In every line from the first one down to the line containing "[[[60,49],[12,45],[12,111],[60,106]]]", replace "outline" with "polygon" and give those lines again, with nothing else changed.
**** Dataset records ****
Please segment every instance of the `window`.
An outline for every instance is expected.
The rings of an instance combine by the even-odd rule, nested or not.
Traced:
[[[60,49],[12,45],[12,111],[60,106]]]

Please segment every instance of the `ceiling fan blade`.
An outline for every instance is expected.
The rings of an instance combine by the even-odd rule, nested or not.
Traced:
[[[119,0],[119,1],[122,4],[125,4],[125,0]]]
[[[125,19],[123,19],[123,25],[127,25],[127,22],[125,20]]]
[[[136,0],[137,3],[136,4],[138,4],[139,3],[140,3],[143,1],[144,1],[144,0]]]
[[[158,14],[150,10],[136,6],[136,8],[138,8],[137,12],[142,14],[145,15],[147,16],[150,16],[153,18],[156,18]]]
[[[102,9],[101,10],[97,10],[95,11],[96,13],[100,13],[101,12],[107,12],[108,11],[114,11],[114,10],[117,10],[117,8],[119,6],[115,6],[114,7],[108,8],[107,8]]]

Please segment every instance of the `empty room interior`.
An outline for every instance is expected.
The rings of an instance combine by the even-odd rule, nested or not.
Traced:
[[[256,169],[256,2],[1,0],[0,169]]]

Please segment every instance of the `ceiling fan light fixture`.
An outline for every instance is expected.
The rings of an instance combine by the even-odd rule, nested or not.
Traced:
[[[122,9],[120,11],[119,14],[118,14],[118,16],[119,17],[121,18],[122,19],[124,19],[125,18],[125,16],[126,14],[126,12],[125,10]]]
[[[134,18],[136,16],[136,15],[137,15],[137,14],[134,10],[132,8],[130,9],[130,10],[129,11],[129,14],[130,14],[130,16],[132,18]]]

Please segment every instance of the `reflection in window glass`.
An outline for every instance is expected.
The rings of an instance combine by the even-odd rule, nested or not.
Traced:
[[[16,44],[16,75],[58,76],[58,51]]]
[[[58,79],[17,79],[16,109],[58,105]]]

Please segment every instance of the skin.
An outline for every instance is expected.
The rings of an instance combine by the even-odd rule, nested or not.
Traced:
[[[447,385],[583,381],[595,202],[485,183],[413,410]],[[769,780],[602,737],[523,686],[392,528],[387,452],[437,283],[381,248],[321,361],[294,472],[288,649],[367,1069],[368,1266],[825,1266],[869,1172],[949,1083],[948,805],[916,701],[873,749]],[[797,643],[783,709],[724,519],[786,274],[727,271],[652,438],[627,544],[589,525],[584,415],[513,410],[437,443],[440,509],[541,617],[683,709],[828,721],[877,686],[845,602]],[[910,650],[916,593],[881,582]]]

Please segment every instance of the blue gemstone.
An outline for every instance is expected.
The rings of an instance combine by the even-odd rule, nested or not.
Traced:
****
## Complete output
Please segment every instance of the `window`.
An polygon for every instance is expected.
The rings of an instance combine by the even-odd rule, nested or not.
Traced:
[[[60,49],[12,45],[12,111],[60,106]]]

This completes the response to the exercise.